• **DATA SUPPLIED**
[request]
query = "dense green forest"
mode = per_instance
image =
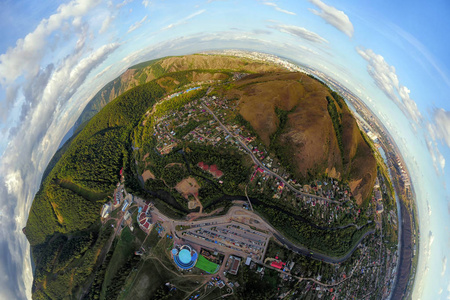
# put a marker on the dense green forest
(63, 227)
(68, 202)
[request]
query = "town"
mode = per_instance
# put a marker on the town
(225, 245)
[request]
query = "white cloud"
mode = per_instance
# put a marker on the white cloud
(386, 79)
(442, 125)
(27, 154)
(137, 25)
(422, 49)
(184, 20)
(105, 24)
(123, 3)
(436, 156)
(299, 32)
(274, 5)
(333, 16)
(25, 57)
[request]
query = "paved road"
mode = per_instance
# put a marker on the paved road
(262, 166)
(239, 211)
(319, 256)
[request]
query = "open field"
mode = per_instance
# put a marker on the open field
(188, 186)
(310, 129)
(206, 265)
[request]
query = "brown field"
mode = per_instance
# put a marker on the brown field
(147, 175)
(188, 186)
(308, 140)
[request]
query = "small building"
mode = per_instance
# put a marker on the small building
(277, 264)
(378, 196)
(106, 210)
(234, 266)
(380, 208)
(125, 205)
(249, 260)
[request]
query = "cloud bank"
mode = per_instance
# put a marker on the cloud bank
(300, 32)
(386, 79)
(277, 8)
(333, 16)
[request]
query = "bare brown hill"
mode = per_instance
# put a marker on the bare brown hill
(312, 139)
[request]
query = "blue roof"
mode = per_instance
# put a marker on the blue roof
(185, 256)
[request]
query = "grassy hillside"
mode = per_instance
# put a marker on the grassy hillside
(79, 180)
(309, 127)
(150, 70)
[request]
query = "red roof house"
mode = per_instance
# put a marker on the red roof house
(277, 264)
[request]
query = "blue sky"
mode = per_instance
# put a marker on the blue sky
(55, 55)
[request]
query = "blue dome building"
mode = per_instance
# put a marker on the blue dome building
(184, 257)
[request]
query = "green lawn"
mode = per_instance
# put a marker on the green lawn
(206, 265)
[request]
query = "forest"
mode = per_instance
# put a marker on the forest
(61, 227)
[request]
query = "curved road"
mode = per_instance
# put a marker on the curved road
(262, 166)
(282, 239)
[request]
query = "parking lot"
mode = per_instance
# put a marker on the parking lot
(230, 237)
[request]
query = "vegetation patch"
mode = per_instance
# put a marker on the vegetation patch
(206, 265)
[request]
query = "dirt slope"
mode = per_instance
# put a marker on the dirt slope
(148, 71)
(308, 140)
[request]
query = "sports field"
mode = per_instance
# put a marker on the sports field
(206, 265)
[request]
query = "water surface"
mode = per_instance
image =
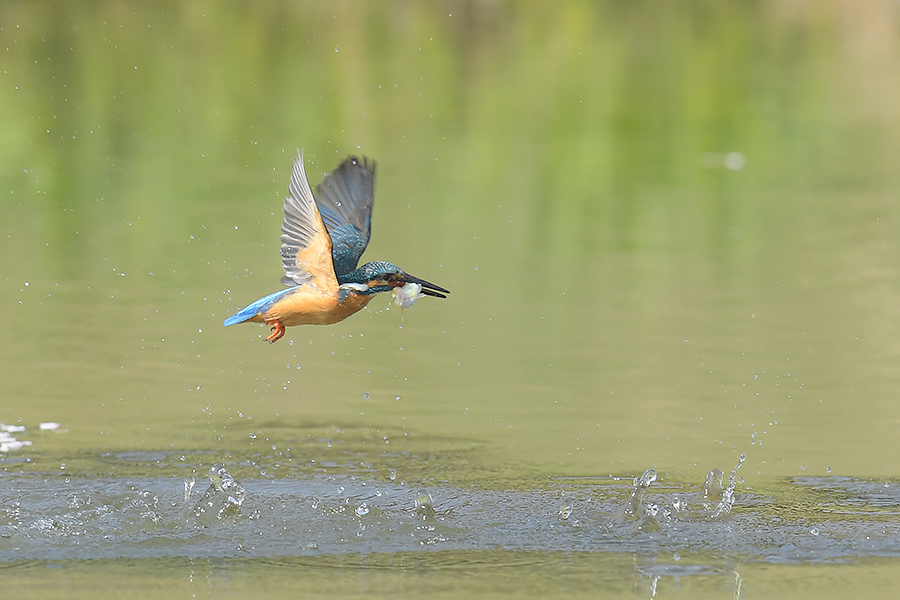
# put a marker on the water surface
(671, 237)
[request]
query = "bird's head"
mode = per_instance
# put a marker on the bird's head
(380, 276)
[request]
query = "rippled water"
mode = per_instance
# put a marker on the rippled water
(671, 235)
(671, 532)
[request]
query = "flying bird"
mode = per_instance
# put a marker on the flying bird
(323, 238)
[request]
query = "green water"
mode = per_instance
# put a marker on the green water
(671, 233)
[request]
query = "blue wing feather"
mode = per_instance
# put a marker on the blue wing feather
(344, 199)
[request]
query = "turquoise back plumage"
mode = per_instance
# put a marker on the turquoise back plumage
(344, 199)
(261, 305)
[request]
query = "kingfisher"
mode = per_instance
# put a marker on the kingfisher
(322, 240)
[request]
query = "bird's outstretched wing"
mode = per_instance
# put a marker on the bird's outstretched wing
(305, 244)
(345, 202)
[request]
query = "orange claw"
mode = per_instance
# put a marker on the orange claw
(277, 332)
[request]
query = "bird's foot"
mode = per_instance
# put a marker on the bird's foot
(277, 332)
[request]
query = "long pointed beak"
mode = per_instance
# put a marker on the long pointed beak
(428, 288)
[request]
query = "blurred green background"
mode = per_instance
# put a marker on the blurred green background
(670, 229)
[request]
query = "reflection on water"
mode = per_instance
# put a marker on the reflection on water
(672, 235)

• **ACTION ITEM**
Once the pictures are set aside, repeat the data above exactly.

• **EXPECTED ANSWER**
[request]
query = "dense green forest"
mode = per_instance
image =
# put a marker on the dense green forest
(63, 227)
(68, 202)
[request]
query = "town"
mode = per_instance
# put a marker on the town
(225, 245)
[request]
query = "white cloud"
mode = per_instance
# put a marker on the white cloud
(386, 79)
(442, 125)
(27, 154)
(137, 25)
(422, 49)
(184, 20)
(105, 24)
(123, 3)
(436, 156)
(299, 32)
(274, 5)
(333, 16)
(25, 57)
[request]
query = "paved road"
mode = per_instance
# put a marker on the paved road
(262, 166)
(239, 211)
(319, 256)
[request]
query = "open field"
mode = per_instance
# put a marker on the open field
(188, 186)
(310, 129)
(206, 265)
[request]
query = "brown field"
mode = per_instance
# put a marker on the brown field
(147, 175)
(188, 186)
(308, 140)
[request]
query = "small building"
mode = per_instance
# put a marker on the small building
(277, 264)
(378, 196)
(106, 210)
(234, 266)
(380, 208)
(125, 205)
(249, 260)
[request]
query = "cloud bank"
mode = per_instance
# put a marker on the cloud bank
(300, 32)
(386, 79)
(277, 8)
(333, 16)
[request]
query = "bare brown hill"
mode = per_instance
# put a marker on the bare brown hill
(312, 139)
[request]
query = "blue roof"
mode = per_instance
# put a marker on the blue roof
(185, 256)
[request]
query = "grassy hillside"
mode = per_instance
# put a marker on the grassy hillside
(79, 180)
(309, 127)
(150, 70)
[request]
query = "red roof house"
mode = per_instance
# put a marker on the red roof house
(277, 264)
[request]
query = "blue sky"
mode = per_instance
# put a marker on the blue sky
(55, 55)
[request]
query = "blue dome building"
mode = per_instance
# put a marker on the blue dome building
(184, 257)
[request]
query = "green lawn"
mode = per_instance
# put a marker on the green lawn
(206, 265)
[request]
query = "forest"
mode = per_instance
# put a marker on the forest
(61, 227)
[request]
query = "curved road"
mode = per_instance
# put a marker on the curved road
(262, 166)
(282, 239)
[request]
query = "parking lot"
mode = per_instance
# put a marker on the parking lot
(230, 237)
[request]
query = "vegetation patch"
mode = per_instance
# put a marker on the vegetation patch
(206, 265)
[request]
query = "dirt slope"
mode = per_instance
# put a marker on the dirt slope
(148, 71)
(308, 140)
[request]
query = "sports field"
mode = per_instance
# put a marker on the sports field
(206, 265)
[request]
query = "water surface"
mode = per_instance
image =
# put a marker on the water surface
(671, 237)
[request]
query = "bird's head"
mode = per_instance
# put a marker on the bird's head
(380, 276)
[request]
query = "rippled water"
mode = per_instance
# put a marker on the rippled water
(671, 235)
(671, 532)
[request]
query = "flying bird"
mode = per_instance
# put a marker on the flying bird
(323, 238)
[request]
query = "green water"
mode = per_instance
# put a marker on the green water
(671, 233)
[request]
query = "blue wing feather"
mode = per_instance
# put a marker on the blue wing feather
(344, 199)
[request]
query = "turquoise back plumage"
mode = per_instance
# put a marker on the turquoise back plumage
(344, 199)
(261, 305)
[request]
query = "kingfisher"
mode = per_instance
# put a marker on the kingfisher
(322, 240)
[request]
query = "bird's outstretched wing"
mode = per_instance
# put a marker on the bird's outstretched wing
(305, 244)
(345, 202)
[request]
query = "orange claw"
mode = per_instance
# put a marker on the orange claw
(277, 332)
[request]
query = "bird's foot"
mode = per_instance
# put a marker on the bird's foot
(277, 332)
[request]
query = "long pointed beak"
mode = per_instance
# put a marker on the long pointed beak
(428, 288)
[request]
query = "blurred green background"
mode = per_instance
# put a marker on the blurred green background
(670, 229)
[request]
query = "reflection on water"
mode = per_instance
# put a marker on the reflection on water
(672, 235)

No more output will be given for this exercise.